EXERCÍCIO 1: Transcreva tal como estão as linhas das entradas, da linha que contém "Target = antenna" até à linha que contém "x=156 y=211", ambas incluídas.

TEXTO DE ORIGEM:
##############################

Acórdão nº 533/12.6GAEPS.G1 de Tribunal da Relação de Guimarães, 22 de Abril de 2013
Magistrado Responsável | MARIA LU |
Data da Resolução | 22 de Abril de 2013 |
Emissor | Tribunal da Relação de Guimarães |
Acordam, em conferência, os juízes na Secção Criminal do Tribunal da Relação de Guimarães: I – RELATÓRIO No processo comum (com intervenção do tribunal colectivo) n.º533/12.6GAEPS do 1ºJuízo do Tribunal Judicial de Esposende, por acórdão proferido em 15/11/2012 e depositado na mesma data foi decidido: -absolver o arguido Joaquim A... da prática de um crime de roubo p. e p. pelo art.210.º n.º1 do C.Penal, -declarar extinto o procedimento criminal quanto a quatro crimes de injúria agravada p. e p. pelos arts.181.º n.º1 e 184.º, por referência ao art.132.º n.º2 al.l), todos do C.Penal.

##############################

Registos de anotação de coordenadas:

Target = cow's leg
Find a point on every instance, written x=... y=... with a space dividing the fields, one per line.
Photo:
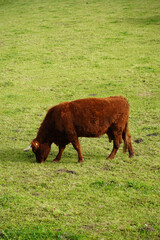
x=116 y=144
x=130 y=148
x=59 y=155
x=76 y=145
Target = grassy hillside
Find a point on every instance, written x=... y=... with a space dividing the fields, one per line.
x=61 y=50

##############################

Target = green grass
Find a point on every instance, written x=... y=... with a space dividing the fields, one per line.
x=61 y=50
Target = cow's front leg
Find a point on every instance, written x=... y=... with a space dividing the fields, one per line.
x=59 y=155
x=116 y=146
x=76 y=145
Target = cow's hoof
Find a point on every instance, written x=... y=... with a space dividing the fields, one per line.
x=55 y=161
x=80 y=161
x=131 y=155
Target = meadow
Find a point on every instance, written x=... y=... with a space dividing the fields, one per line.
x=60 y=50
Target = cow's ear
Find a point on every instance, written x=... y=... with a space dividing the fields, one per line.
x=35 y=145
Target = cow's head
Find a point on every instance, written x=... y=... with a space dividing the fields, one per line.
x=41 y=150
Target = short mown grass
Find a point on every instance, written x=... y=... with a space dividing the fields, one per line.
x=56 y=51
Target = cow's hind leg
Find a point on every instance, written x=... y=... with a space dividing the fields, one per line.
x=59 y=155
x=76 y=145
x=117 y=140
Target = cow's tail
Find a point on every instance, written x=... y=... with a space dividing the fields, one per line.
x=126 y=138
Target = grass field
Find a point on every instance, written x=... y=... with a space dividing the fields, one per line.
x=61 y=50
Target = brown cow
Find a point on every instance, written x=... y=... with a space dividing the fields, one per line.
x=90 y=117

##############################

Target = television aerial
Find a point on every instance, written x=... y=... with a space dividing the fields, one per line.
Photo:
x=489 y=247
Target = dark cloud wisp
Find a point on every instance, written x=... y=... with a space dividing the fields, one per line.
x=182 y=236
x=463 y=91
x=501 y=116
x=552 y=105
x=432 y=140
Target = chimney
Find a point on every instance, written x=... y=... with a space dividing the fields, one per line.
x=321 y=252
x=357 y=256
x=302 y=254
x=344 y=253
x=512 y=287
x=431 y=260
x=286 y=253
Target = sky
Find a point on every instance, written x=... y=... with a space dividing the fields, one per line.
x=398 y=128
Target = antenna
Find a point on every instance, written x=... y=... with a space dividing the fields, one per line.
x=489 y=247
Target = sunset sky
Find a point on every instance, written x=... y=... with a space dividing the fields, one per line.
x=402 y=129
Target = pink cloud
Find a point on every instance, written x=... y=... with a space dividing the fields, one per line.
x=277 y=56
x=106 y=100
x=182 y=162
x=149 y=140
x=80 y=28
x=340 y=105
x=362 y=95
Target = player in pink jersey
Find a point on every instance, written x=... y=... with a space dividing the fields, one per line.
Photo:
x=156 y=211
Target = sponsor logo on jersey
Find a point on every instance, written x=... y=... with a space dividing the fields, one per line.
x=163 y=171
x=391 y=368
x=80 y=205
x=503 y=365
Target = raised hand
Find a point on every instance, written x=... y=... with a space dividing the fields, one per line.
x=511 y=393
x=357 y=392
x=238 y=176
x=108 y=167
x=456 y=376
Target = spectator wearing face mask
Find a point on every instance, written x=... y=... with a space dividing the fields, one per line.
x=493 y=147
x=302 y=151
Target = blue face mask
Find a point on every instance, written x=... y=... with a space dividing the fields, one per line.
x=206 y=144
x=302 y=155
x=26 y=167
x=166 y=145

##############################

EXERCÍCIO 2: De acordo com o acórdão da Relação de Guimarães, em que data foi proferido o acórdão do Tribunal Judicial de Esposende?

RESPOSTA 1:
Target = antenna
Find a point on every instance, written x=... y=... with a space dividing the fields, one per line.
x=489 y=247
Target = sunset sky
Find a point on every instance, written x=... y=... with a space dividing the fields, one per line.
x=402 y=129
Target = pink cloud
Find a point on every instance, written x=... y=... with a space dividing the fields, one per line.
x=277 y=56
x=106 y=100
x=182 y=162
x=149 y=140
x=80 y=28
x=340 y=105
x=362 y=95
Target = player in pink jersey
Find a point on every instance, written x=... y=... with a space dividing the fields, one per line.
Photo:
x=156 y=211

RESPOSTA 2: Em 15/11/2012.